--- begin EXCERPT PROVIDED ---
Wednesday, July 07, 2010

Final(ly)

Yesterday our seven-year-old son and I once again went to a cafe-restaurant in Haifa, to watch the Dutch football team play another game in the World Cup. A friend of hours, who loves football even more than my son, was supposed to come with us. I counted on her coming, because I did not feel like watching the whole game, I wanted to go out, sit in a cafe nearby, and read a bit. Alas, she could not make it, and I was forced to watch the whole game. I didn't exactly suffer, but I do not have the patience and the nerves for this ( even though I don't really care, I obviously want Holland to win, especially because I see how important it is for my son, each win really makes him happy and proud ). Before, during, and after the game, Israeli television broadcast also from Paradiso, the Tel Aviv pub where a large group of Dutchmen and -women, together with Israeli fans and would-be fans of the Dutch team, watches every game of the Dutch team. We were there three weeks ago, during the Holland - Denmark match. Yesterday I saw Michiel den Hond standing near the IBA reporter. I really felt sorry for the Dutch ambassador. He did not seem to feel very comfortable and happy. Whether that was because he likes football and crowds as much as I do, because he was about the only one who was wearing a suit, or because he was standing right next to Israel's deputy minister of foreign affairs, Danny Ayalon ( a member of the extreme rightwing Israel Our Home party, and in my personal opinion one of the very reasons for Israel's poor international standing ), I don't know.

4 comments:

Anonymous said...

Come now... The person who made that statement regarding supporting the German team is a Holocaust survivor! Are you really surprised that such people would hold their very personal and extremely bad experience with the (mainly) German people?

My late father, himself a Holocaust survivor, felt the same way about Germany and Poland (where he was born and where he survived the Holocaust). Even while at the same time he recognized that neither all Germans nor all Poles were bad.

Us, who have been fortunate enough to have been spared personal experience of the horrors that make up the Holocaust have no place judging such people.

In a similar way, I would never argue with the Shalit family or with the family of a fallen soldier. Such people, IMHO, have a certain status that holds their opinion in these matters above reproach.

I would fight as hard for the release of my son if he were in the same position of Gilad Shalit and I would never argue the merits of a military action with the parent, sibling, wife or child of a soldier who paid the ultimate price in that action.

Bert said...

Once again, please leave your name (and if you are active online, a link to a website, blog etc.) when you comment here.

I agree with you as far as Gilad Shalit is concerned, although I do not think that paying a high or the ultimate price gives someone immunity from any sort of criticism.

I suppose your comment relates to my previous posting.
--- end EXCERPT PROVIDED ---
SET TASK: Reproduce the World Cup blog post verbatim between "Bert said..." and "my previous posting.", inclusive. Work only from the World Cup blog post.
--- begin RECORD SET ---
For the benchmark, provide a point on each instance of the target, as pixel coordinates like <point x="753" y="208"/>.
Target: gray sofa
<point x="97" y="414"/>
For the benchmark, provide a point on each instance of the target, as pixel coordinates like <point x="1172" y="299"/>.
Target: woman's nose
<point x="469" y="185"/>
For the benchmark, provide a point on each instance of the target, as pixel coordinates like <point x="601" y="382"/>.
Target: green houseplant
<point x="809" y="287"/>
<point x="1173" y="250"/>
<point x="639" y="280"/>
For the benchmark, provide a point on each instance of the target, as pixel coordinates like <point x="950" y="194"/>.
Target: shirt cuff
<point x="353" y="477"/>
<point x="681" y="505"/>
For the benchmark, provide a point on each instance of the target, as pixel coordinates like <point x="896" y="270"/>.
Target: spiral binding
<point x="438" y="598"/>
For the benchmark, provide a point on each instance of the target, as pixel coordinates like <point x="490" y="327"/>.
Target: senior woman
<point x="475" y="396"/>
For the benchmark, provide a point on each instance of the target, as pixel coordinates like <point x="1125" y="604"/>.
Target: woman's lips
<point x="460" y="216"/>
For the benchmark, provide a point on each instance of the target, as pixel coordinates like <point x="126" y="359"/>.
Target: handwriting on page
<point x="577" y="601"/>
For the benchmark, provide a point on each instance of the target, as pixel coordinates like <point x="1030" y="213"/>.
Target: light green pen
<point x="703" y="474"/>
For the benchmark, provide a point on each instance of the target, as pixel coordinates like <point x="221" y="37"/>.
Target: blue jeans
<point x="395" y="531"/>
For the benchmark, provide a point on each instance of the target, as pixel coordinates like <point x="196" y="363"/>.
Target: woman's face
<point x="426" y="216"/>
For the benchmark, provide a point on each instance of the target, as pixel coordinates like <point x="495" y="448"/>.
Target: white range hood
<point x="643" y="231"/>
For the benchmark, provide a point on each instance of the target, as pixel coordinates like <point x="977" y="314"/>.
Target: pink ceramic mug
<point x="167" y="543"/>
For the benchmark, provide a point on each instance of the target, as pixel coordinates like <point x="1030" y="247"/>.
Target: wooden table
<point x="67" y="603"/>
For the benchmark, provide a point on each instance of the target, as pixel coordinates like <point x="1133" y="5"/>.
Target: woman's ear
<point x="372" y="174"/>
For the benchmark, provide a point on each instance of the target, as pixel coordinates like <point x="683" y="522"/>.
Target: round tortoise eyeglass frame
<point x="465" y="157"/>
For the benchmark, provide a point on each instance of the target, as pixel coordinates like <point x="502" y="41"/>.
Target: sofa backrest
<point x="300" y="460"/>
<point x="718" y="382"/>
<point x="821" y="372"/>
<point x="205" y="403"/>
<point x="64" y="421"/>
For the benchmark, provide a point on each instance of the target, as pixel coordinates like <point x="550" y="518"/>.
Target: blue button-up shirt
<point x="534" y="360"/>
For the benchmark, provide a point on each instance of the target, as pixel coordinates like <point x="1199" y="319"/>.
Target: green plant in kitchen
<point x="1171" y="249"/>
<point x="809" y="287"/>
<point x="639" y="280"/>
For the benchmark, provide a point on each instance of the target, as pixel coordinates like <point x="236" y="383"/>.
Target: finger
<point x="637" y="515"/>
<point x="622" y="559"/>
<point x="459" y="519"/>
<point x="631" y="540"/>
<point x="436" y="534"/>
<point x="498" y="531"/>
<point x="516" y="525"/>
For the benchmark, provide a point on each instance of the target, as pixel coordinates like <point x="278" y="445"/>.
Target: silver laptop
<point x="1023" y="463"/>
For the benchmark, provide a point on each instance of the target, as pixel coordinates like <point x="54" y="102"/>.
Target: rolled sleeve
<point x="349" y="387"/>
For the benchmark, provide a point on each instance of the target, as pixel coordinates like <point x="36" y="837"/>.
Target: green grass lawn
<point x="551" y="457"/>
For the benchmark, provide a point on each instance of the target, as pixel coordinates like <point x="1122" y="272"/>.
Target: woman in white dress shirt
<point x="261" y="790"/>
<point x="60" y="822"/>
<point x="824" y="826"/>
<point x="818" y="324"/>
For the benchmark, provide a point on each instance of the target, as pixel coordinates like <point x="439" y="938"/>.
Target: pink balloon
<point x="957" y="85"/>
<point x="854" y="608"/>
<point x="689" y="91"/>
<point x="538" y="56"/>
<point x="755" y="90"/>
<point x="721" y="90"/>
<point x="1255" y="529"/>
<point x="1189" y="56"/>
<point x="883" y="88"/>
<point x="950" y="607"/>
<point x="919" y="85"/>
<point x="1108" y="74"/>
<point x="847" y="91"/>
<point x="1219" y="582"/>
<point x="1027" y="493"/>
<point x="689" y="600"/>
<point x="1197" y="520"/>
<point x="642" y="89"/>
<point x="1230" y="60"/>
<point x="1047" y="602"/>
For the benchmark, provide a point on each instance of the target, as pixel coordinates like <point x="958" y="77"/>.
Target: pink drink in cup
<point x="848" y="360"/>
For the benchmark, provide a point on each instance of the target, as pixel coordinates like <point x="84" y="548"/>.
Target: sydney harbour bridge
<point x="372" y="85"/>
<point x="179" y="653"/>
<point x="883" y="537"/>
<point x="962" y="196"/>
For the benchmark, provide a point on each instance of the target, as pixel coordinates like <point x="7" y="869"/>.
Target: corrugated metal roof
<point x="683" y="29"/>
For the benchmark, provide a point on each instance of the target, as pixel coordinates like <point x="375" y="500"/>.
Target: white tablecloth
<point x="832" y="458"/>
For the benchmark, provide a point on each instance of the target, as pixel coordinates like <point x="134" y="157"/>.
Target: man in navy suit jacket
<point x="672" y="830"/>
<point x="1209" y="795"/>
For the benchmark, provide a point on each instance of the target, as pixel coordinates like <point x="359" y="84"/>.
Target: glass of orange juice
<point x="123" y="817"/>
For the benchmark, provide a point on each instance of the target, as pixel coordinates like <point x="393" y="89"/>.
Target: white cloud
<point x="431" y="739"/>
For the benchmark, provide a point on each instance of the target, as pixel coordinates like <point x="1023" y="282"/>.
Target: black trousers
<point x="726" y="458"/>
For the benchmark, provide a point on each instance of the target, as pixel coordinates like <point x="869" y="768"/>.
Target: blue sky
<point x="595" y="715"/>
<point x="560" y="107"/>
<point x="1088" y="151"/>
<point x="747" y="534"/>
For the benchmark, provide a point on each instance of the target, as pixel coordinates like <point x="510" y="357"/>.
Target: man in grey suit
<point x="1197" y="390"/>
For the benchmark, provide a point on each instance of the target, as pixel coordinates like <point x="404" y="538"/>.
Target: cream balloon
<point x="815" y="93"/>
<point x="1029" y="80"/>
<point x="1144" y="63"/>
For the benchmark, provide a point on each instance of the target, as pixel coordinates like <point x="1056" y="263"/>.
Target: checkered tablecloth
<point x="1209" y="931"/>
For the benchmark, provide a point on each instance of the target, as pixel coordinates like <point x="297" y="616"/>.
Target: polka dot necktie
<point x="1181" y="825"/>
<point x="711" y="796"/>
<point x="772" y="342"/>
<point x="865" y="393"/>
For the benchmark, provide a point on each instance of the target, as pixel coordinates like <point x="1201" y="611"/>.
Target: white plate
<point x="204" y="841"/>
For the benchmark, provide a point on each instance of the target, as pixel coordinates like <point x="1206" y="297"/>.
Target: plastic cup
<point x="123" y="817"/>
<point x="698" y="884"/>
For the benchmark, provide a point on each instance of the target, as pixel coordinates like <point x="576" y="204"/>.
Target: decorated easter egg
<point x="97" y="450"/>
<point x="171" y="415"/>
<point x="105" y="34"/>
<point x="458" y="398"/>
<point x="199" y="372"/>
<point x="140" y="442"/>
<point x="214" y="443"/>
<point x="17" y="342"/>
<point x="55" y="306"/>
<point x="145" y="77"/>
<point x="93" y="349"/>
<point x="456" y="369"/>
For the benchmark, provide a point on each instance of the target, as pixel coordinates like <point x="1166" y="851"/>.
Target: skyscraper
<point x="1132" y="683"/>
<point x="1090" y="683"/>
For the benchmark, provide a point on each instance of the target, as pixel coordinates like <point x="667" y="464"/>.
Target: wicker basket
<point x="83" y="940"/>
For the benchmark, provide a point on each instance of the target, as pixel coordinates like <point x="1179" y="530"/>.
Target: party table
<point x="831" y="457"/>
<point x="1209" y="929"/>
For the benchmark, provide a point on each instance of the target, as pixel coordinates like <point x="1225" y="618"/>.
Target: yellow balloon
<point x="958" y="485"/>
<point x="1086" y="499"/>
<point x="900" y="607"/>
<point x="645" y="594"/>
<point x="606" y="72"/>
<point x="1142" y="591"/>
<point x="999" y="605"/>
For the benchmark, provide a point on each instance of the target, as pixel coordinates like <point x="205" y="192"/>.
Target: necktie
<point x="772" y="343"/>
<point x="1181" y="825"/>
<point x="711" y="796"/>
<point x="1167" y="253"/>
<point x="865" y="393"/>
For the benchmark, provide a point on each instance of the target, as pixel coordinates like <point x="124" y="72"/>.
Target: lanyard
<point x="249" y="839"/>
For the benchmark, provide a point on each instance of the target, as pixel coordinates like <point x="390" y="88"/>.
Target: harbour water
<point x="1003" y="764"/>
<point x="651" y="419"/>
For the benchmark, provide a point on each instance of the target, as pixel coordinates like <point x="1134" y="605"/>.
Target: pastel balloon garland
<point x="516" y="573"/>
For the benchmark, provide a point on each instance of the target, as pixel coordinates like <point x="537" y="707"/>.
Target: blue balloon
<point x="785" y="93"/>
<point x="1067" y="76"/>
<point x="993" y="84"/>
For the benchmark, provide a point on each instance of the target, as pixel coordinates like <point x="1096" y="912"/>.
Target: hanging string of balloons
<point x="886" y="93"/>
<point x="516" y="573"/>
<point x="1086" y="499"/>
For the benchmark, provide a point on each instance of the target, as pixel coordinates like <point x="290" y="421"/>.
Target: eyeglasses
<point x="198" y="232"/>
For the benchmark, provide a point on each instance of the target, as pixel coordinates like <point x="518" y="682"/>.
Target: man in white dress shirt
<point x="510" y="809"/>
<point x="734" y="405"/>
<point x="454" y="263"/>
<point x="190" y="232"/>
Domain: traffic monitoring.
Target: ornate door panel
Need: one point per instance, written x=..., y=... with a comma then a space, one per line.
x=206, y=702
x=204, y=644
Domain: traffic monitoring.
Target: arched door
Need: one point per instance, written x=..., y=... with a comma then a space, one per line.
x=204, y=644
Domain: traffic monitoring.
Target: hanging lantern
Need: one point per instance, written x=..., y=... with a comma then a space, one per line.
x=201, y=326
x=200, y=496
--- end RECORD SET ---
THE RESPONSE:
Bert said...

Once again, please leave your name (and if you are active online, a link to a website, blog etc.) when you comment here.

I agree with you as far as Gilad Shalit is concerned, although I do not think that paying a high or the ultimate price gives someone immunity from any sort of criticism.

I suppose your comment relates to my previous posting.